(Dataset)
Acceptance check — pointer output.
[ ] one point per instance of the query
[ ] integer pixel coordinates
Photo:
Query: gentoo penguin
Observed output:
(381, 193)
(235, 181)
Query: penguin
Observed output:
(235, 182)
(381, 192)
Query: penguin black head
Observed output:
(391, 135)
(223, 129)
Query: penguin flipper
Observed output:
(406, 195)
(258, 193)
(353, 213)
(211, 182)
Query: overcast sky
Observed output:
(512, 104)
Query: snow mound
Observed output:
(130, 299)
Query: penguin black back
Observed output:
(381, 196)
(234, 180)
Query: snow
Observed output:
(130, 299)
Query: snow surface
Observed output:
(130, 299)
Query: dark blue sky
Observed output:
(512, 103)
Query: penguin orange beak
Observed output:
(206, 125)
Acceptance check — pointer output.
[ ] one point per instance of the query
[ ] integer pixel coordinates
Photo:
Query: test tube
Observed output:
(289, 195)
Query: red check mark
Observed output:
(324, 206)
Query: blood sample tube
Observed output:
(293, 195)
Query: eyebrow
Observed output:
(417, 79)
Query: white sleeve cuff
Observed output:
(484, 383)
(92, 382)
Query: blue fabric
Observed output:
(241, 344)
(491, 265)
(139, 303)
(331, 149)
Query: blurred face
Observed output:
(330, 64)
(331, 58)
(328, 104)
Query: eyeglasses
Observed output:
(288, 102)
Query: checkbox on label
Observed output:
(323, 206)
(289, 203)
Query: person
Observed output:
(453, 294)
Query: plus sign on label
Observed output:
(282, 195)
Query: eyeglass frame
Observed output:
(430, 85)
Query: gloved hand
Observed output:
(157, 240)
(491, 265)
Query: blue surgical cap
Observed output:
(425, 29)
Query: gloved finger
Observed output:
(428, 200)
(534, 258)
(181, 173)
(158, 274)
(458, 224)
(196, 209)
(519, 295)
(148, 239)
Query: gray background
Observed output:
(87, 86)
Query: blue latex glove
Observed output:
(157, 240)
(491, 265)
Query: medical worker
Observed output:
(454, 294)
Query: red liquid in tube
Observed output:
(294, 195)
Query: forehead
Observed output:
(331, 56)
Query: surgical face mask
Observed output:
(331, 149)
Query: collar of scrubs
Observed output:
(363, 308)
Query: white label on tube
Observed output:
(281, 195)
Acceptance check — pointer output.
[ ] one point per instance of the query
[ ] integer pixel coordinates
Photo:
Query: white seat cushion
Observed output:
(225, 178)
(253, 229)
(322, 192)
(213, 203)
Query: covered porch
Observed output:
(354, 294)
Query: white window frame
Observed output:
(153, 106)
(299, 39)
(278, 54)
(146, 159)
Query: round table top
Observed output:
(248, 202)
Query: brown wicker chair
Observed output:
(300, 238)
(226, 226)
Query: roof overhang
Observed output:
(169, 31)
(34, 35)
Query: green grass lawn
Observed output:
(End Dataset)
## Work to be completed
Please retype all of the records, keeping each line exactly as it is.

## Result of the task
Acceptance check — pointer output.
[ ] one point per instance of the query
[ ] integer pixel coordinates
Photo:
Query: gentoo penguin
Observed output:
(381, 193)
(235, 181)
Query: penguin
Observed output:
(235, 182)
(381, 192)
Query: penguin black head
Observed output:
(391, 135)
(223, 129)
Query: penguin flipper
Observed output:
(406, 195)
(258, 193)
(353, 213)
(211, 182)
Query: overcast sky
Observed output:
(512, 104)
Query: snow mound
Observed output:
(130, 299)
Query: penguin black back
Observed output:
(381, 196)
(234, 180)
Query: snow
Observed output:
(130, 299)
Query: snow surface
Observed output:
(130, 299)
Query: dark blue sky
Observed output:
(512, 103)
Query: penguin orange beak
Observed output:
(206, 125)
Acceptance check — pointer output.
[ ] one point per instance of the query
[ ] integer pixel coordinates
Photo:
Query: test tube
Observed output:
(289, 195)
Query: red check mark
Observed output:
(324, 206)
Query: blood sample tube
Observed output:
(293, 195)
Query: eyebrow
Observed output:
(417, 79)
Query: white sleeve cuff
Observed output:
(484, 383)
(92, 382)
Query: blue fabric
Observed output:
(241, 344)
(491, 265)
(139, 303)
(331, 149)
Query: blurred face
Observed output:
(330, 64)
(331, 58)
(328, 104)
Query: eyeglasses
Observed output:
(288, 102)
Query: checkbox on label
Observed output:
(323, 206)
(289, 203)
Query: person
Observed output:
(453, 294)
Query: plus sign on label
Observed output:
(282, 195)
Query: eyeglass frame
Observed output:
(430, 85)
Query: gloved hand
Observed output:
(157, 240)
(491, 265)
Query: blue surgical cap
Observed output:
(425, 29)
Query: gloved finger
Observed output:
(428, 200)
(534, 258)
(181, 173)
(158, 274)
(458, 224)
(196, 209)
(519, 295)
(148, 239)
Query: gray background
Observed output:
(87, 86)
Query: blue latex glove
Observed output:
(157, 240)
(491, 265)
Query: medical worker
Observed output:
(454, 294)
Query: red liquid in tube
Observed output:
(294, 195)
Query: forehead
Observed output:
(331, 56)
Query: surgical face mask
Observed output:
(331, 149)
Query: collar of scrubs
Observed output:
(363, 308)
Query: white label on tube
Observed output:
(281, 195)
Acceptance check — pointer output.
[ ] one point per instance of the query
[ ] integer pixel coordinates
Photo:
Query: white seat cushion
Observed output:
(225, 178)
(253, 229)
(322, 192)
(213, 203)
Query: covered porch
Observed output:
(354, 294)
Query: white window frame
Observed output:
(153, 106)
(299, 39)
(278, 54)
(146, 159)
Query: round table top
Observed output:
(248, 202)
Query: brown wicker chair
Observed output:
(300, 238)
(226, 226)
Query: roof overhang
Observed output:
(169, 31)
(34, 35)
Query: green grass lawn
Observed output:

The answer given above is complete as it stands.